#### Work to complete
Please reproduce, without any change, the part of the entries below that opens with the line containing "Would you please place a dot on the lamp" and closes with the line containing "point(568, 164)". Include both of those lines and nothing outside them.

START Material shown

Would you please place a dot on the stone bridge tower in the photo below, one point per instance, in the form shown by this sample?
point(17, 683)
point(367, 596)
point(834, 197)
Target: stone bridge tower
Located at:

END Material shown
START Material shown

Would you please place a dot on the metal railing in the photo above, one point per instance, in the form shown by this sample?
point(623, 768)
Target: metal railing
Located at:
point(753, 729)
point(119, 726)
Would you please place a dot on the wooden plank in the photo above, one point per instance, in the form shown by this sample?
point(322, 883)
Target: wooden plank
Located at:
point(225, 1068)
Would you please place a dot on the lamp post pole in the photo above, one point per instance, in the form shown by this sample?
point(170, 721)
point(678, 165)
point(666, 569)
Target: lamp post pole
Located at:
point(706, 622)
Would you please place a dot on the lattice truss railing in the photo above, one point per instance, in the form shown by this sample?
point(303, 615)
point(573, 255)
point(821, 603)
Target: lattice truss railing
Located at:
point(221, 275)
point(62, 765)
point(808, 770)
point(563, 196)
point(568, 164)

END Material shown

#### Exercise output
Would you please place a dot on the lamp post pole in the photo above, one point per instance, in the form shown by this sample?
point(170, 721)
point(678, 165)
point(666, 569)
Target: lamp post pole
Located at:
point(706, 622)
Would you please place a dot on the lattice truss railing in the photo above, one point per instance, in the form shown by this sample?
point(303, 615)
point(573, 255)
point(821, 603)
Target: lattice truss railing
Located at:
point(221, 275)
point(62, 765)
point(808, 770)
point(563, 196)
point(568, 164)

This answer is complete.